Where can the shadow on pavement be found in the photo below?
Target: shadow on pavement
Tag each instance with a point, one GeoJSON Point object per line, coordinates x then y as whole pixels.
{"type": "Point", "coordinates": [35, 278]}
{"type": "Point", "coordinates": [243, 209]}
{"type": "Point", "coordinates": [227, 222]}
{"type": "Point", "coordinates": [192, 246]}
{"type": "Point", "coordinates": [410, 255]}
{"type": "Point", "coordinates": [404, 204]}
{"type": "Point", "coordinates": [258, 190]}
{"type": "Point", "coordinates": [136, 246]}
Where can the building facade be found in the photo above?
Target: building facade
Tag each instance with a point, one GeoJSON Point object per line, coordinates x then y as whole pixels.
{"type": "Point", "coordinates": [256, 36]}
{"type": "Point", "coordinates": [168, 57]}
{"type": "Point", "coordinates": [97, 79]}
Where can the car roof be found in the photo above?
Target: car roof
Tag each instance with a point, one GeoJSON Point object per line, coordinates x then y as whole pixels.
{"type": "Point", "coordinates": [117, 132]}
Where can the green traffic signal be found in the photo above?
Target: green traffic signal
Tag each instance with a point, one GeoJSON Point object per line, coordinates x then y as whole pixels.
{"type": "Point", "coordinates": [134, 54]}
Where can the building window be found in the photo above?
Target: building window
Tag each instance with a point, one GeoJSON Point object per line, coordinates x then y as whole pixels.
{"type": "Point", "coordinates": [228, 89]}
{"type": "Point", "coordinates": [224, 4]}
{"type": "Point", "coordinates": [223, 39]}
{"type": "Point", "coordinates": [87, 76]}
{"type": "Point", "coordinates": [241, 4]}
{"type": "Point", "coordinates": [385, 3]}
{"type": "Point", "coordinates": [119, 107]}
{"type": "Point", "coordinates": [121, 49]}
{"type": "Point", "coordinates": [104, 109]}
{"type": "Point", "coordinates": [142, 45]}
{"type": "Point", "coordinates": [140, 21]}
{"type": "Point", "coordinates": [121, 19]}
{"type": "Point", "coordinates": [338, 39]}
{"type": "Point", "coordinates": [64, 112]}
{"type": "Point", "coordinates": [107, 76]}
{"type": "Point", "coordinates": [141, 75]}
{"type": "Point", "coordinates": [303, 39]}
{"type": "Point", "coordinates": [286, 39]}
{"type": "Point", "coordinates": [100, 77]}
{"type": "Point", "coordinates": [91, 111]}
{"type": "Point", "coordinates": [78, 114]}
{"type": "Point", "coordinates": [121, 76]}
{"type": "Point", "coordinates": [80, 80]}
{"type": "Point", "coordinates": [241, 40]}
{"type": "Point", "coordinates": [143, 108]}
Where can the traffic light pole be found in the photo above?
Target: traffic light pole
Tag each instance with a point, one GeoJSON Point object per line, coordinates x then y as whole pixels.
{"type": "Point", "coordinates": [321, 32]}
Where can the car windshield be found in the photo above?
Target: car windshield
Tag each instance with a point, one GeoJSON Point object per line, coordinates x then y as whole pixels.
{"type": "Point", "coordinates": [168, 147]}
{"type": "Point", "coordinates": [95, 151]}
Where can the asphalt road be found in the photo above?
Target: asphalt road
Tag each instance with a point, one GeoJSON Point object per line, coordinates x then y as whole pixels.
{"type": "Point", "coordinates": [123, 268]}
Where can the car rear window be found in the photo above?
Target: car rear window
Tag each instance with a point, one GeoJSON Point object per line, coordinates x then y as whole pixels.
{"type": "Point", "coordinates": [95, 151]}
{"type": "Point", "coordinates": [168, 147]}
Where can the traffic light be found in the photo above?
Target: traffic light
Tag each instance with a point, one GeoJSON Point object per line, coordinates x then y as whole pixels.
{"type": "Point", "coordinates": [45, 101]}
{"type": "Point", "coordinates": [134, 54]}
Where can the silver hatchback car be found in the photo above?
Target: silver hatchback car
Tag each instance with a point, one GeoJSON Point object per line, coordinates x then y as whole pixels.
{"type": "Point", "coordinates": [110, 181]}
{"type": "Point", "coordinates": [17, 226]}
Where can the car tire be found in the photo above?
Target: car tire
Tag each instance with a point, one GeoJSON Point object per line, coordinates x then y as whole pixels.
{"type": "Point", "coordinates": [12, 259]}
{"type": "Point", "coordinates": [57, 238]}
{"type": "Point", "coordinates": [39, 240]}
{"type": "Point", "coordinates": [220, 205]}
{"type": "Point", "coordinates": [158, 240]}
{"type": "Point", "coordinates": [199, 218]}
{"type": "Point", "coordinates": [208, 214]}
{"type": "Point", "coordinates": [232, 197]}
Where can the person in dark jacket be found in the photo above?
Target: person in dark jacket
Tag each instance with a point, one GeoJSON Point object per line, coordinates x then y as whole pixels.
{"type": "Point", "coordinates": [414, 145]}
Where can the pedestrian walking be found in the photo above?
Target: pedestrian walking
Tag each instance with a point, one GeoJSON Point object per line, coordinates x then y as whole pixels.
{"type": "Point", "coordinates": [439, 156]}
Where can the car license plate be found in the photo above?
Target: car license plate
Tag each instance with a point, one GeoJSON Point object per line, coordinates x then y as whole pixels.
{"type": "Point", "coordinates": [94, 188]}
|---|
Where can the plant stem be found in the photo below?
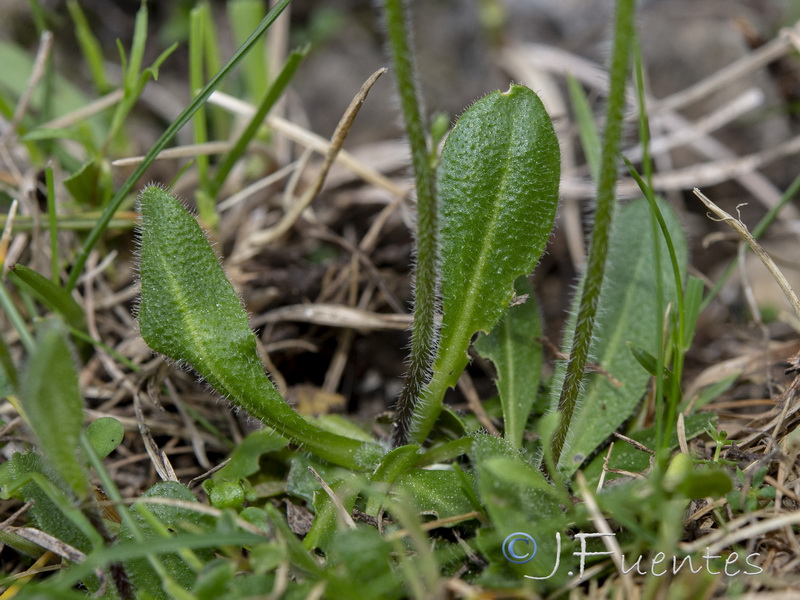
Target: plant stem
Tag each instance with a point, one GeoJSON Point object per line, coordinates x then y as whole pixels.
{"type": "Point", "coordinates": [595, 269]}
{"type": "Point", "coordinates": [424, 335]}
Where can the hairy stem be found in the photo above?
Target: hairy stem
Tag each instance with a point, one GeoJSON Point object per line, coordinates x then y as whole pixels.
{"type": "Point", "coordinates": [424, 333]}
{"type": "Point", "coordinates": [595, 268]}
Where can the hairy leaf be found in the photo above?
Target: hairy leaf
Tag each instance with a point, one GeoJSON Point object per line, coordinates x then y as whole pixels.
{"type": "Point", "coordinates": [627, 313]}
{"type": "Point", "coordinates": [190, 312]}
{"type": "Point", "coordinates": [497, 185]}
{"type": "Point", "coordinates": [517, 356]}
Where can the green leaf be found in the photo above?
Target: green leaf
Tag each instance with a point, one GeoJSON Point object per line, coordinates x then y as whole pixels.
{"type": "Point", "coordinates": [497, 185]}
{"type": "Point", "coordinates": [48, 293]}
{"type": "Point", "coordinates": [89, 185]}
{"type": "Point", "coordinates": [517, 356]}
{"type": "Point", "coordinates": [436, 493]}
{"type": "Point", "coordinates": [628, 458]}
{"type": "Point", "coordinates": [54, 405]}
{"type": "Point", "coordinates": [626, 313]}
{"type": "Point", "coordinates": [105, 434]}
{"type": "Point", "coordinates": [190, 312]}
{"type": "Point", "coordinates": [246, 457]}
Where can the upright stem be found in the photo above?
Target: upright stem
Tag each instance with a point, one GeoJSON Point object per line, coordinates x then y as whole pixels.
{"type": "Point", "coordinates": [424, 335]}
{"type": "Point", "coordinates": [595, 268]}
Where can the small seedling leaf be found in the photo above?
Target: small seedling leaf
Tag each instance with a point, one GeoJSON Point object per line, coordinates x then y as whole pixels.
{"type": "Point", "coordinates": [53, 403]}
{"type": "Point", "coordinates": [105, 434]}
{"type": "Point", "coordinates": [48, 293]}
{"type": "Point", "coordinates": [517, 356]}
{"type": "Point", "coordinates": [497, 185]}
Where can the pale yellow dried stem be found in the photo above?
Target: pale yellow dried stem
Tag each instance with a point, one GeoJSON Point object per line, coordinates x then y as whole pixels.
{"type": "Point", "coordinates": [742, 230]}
|---|
-- What to do --
List, unchanged and in their original order, all rows above that contain the word "pale".

-- Task answer --
Where can the pale yellow dried stem be found in the photo above?
Target: pale yellow dried stem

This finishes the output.